Record excerpts:
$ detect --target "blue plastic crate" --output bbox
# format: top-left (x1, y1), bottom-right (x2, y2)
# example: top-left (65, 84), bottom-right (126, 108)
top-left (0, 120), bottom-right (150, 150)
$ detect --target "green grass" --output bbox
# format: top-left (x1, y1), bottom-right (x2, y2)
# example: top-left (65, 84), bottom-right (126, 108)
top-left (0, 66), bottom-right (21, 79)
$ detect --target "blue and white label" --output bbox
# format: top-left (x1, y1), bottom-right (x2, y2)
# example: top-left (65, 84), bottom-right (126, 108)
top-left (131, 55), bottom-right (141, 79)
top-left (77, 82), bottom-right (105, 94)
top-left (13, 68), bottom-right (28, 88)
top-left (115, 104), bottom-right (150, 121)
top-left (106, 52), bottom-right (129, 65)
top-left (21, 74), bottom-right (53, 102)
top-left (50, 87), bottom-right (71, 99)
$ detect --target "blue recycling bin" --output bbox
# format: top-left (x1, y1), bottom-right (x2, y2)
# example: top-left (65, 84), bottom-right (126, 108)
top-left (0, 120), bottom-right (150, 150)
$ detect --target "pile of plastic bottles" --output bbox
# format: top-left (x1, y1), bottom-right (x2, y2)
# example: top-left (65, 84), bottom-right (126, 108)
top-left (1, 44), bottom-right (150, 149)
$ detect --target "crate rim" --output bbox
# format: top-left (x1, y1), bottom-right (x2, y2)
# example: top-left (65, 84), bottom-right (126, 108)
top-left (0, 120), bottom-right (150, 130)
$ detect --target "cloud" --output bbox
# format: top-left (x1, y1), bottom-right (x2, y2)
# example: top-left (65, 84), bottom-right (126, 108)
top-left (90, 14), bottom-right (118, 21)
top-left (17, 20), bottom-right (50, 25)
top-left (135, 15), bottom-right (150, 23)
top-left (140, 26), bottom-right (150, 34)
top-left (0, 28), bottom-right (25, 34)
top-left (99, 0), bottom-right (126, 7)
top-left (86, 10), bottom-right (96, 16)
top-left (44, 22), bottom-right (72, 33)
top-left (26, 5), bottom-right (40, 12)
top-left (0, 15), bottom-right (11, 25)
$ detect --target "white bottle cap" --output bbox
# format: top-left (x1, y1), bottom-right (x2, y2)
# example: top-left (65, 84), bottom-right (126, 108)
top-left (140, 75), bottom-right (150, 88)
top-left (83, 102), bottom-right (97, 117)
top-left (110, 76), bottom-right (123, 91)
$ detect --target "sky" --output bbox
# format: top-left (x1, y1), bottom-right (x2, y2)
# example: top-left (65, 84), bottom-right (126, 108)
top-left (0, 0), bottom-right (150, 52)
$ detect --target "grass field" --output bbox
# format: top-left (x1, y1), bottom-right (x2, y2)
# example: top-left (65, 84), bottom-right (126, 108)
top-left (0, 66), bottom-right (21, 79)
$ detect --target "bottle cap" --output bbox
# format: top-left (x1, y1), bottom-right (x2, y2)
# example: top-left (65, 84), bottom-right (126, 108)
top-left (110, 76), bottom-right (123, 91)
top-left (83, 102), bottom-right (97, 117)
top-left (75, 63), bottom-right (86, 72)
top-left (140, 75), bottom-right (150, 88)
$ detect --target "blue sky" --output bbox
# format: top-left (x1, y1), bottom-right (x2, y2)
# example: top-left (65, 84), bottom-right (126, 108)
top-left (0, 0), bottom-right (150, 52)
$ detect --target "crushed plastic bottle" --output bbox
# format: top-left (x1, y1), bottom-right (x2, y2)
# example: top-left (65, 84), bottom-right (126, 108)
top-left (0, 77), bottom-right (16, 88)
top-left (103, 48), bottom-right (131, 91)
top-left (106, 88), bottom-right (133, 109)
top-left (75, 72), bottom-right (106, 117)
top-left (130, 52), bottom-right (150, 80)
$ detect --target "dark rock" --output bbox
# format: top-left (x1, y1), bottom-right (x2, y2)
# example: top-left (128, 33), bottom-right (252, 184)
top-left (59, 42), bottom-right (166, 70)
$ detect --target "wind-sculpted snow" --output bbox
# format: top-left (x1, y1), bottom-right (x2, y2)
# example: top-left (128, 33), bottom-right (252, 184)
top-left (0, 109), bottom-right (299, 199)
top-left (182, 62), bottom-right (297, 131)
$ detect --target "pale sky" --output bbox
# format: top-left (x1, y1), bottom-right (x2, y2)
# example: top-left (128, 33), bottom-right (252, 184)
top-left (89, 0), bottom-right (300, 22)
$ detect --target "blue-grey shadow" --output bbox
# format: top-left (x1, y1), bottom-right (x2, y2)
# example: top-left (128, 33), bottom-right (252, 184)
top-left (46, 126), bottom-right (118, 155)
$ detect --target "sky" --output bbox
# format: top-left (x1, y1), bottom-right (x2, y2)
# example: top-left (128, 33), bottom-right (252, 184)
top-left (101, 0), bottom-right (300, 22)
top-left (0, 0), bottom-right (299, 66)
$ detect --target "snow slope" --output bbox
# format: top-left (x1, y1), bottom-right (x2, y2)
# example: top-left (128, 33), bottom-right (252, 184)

What the exercise asks: Your answer should consist of each line of the data above in which the word "blue" occurs.

Exercise output:
$ detect --target "blue plastic crate" --output bbox
$ detect --target "blue and white label" --output bbox
$ detect --target "blue recycling bin" --output bbox
$ detect --target "blue sky" --output bbox
$ detect --target "blue-grey shadow" --output bbox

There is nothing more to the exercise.